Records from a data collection
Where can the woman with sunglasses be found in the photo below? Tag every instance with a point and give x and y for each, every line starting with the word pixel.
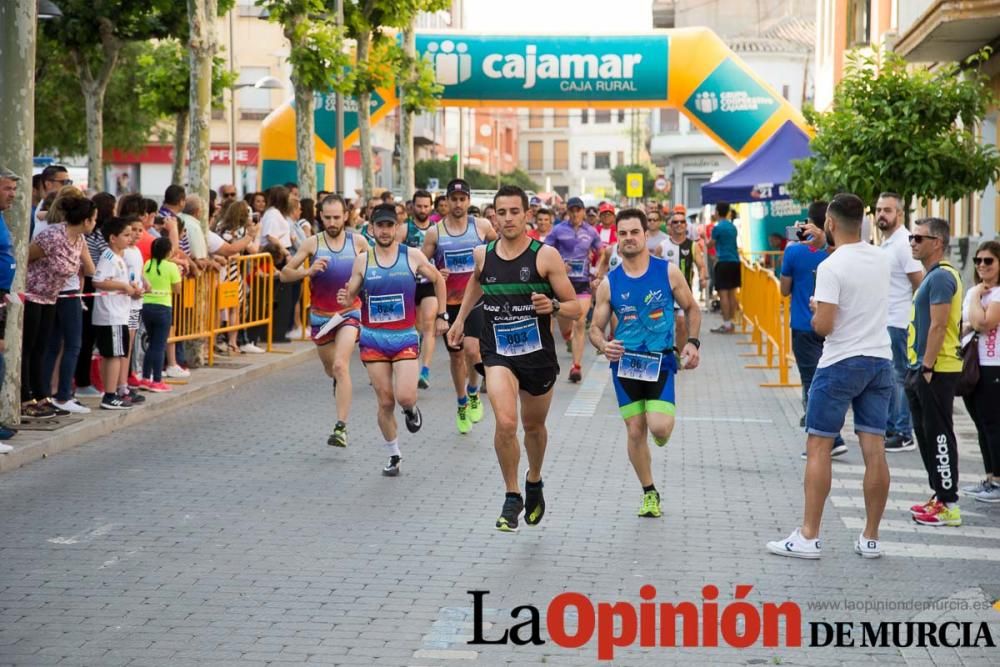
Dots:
pixel 981 313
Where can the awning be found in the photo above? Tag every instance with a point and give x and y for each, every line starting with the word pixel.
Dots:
pixel 762 176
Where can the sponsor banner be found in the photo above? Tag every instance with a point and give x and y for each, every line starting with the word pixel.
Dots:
pixel 563 68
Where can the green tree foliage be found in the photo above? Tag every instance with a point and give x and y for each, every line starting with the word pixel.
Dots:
pixel 901 130
pixel 318 64
pixel 165 72
pixel 380 61
pixel 620 175
pixel 444 171
pixel 60 118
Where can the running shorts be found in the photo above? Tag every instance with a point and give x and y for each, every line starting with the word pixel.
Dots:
pixel 636 397
pixel 473 323
pixel 424 290
pixel 535 380
pixel 352 318
pixel 389 344
pixel 112 340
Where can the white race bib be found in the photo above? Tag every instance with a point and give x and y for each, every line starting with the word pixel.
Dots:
pixel 386 308
pixel 642 366
pixel 517 338
pixel 459 261
pixel 577 269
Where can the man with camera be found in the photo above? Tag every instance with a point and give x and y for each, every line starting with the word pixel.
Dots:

Goal: Print every one of the lines above word for word, omitting the pictures.

Exercise output:
Where can the woman with sunglasses be found in the photo below? Tag every instance with a point and give x and y for each, every line starting with the word pixel.
Dots:
pixel 981 313
Where can the awning be found in the photo above? Tag every instance with a point and give x and y for each, every line starting with the word pixel.
Dots:
pixel 762 176
Where can the sponsor banner be found in the photo above? Tag every instance with a point and give x and y for each, every line starting with the word pixel.
Dots:
pixel 563 68
Where can the green tree foliage be found in the photo above? Tag every instance with a point and give x and y for each, every line starting with the word pixel.
Dots:
pixel 901 130
pixel 318 64
pixel 165 72
pixel 380 61
pixel 620 175
pixel 444 171
pixel 60 118
Where can the running shorts be found in the photo above? Tag every instance with a point and give x and y for each, every line starting with the word pixel.
Dots:
pixel 636 397
pixel 473 323
pixel 424 290
pixel 535 380
pixel 352 318
pixel 389 344
pixel 112 340
Where can the white race bib be found in the photo above? Tag every instance with a point and give x and y for each, every line starting with the word pixel.
Dots:
pixel 386 308
pixel 642 366
pixel 517 338
pixel 459 261
pixel 577 269
Where can the man with camera be found in the photo above? Tag every instance with a point and give x and y for each, every line starting with the word pixel.
Dots:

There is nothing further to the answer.